RAW RECORDS:
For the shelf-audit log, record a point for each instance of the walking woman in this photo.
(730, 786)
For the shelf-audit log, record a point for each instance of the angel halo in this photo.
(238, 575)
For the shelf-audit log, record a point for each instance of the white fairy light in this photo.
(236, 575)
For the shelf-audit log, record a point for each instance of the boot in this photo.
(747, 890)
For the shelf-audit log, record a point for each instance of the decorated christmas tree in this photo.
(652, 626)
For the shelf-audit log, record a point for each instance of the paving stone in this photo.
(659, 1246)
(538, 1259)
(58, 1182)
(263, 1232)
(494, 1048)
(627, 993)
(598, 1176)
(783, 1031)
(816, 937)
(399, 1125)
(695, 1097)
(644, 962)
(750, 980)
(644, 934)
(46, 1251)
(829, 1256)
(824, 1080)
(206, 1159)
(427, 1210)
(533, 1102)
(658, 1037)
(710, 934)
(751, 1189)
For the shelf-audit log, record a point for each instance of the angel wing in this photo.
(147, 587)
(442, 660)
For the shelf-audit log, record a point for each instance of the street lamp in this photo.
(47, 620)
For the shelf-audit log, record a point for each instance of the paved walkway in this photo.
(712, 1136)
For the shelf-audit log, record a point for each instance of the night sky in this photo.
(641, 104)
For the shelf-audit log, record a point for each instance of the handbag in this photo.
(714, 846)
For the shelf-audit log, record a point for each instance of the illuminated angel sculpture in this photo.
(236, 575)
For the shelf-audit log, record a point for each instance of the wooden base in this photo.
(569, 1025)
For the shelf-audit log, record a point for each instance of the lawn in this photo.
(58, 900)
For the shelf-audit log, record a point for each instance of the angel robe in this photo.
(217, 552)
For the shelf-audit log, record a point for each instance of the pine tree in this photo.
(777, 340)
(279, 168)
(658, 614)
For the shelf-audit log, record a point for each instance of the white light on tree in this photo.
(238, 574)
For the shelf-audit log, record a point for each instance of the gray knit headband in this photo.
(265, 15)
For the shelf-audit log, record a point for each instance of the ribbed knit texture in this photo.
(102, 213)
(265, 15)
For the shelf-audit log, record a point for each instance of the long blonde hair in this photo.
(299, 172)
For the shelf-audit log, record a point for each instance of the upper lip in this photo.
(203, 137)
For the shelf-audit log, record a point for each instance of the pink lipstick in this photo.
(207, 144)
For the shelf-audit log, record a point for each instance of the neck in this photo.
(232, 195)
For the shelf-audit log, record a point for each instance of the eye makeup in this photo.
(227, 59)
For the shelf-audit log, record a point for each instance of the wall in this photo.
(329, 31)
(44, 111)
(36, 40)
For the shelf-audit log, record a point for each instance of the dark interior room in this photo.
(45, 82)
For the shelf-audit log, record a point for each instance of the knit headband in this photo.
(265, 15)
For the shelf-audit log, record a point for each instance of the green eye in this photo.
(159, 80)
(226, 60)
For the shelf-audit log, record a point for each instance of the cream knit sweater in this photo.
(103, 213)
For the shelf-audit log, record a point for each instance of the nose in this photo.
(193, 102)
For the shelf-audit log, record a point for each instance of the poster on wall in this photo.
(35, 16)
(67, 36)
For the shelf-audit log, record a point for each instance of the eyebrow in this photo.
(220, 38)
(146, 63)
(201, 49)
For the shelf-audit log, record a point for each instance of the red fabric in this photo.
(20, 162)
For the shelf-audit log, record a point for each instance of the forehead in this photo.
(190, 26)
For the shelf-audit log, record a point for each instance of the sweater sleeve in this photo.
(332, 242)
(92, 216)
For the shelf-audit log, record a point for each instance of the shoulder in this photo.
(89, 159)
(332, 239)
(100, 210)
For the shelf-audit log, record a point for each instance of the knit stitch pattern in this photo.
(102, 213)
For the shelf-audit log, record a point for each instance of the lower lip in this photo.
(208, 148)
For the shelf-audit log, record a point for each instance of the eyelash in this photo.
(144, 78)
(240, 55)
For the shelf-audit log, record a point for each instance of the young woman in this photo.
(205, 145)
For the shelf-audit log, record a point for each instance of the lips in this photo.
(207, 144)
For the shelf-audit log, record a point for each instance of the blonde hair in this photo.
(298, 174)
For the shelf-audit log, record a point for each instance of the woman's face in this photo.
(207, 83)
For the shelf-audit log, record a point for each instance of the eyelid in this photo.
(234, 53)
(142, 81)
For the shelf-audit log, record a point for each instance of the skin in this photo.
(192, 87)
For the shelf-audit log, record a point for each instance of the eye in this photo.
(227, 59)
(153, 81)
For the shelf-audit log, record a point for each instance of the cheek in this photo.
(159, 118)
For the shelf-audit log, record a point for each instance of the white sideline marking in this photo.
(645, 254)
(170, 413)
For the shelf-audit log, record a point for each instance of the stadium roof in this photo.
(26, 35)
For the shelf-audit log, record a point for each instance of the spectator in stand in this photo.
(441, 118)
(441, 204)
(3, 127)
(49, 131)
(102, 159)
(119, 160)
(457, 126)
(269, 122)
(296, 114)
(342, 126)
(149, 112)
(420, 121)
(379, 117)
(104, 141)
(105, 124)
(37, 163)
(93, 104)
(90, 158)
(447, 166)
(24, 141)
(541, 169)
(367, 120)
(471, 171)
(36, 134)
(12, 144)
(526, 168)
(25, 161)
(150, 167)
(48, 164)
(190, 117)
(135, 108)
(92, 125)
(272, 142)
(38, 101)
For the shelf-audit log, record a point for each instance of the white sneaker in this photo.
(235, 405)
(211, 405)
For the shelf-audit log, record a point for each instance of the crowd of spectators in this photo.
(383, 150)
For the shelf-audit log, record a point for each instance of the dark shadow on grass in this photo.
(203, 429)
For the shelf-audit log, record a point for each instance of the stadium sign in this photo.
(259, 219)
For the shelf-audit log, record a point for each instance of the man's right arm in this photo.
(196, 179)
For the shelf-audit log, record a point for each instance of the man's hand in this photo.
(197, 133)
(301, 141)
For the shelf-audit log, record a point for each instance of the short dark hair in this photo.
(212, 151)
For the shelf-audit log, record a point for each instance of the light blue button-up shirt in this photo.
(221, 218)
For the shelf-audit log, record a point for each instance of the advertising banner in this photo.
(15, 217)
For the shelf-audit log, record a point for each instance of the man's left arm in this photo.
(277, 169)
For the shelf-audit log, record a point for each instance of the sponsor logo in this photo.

JOB:
Render the entries above as a JSON list of strings, from the first line through the line containing "(751, 1189)", one string per line, with blank lines left out.

EXERCISE ANSWER:
[
  "For the shelf-audit log, record a point for each instance of the walking woman in this photo.",
  "(730, 786)",
  "For the shelf-audit log, record a point for each instance of the angel halo in this photo.",
  "(238, 575)",
  "For the shelf-audit log, record a point for each instance of the white fairy light in this photo.",
  "(236, 575)",
  "For the shelf-audit log, record a point for each instance of the boot in this photo.",
  "(747, 890)",
  "For the shelf-audit log, record a point for each instance of the decorated christmas tree in this photo.",
  "(652, 626)",
  "For the shelf-audit log, record a point for each instance of the paving stone in this photo.",
  "(659, 1246)",
  "(538, 1259)",
  "(58, 1182)",
  "(263, 1232)",
  "(494, 1048)",
  "(627, 993)",
  "(598, 1176)",
  "(783, 1031)",
  "(816, 937)",
  "(399, 1125)",
  "(695, 1097)",
  "(644, 962)",
  "(750, 980)",
  "(644, 934)",
  "(46, 1251)",
  "(829, 1256)",
  "(824, 1080)",
  "(206, 1159)",
  "(427, 1210)",
  "(533, 1102)",
  "(658, 1037)",
  "(710, 934)",
  "(751, 1189)"
]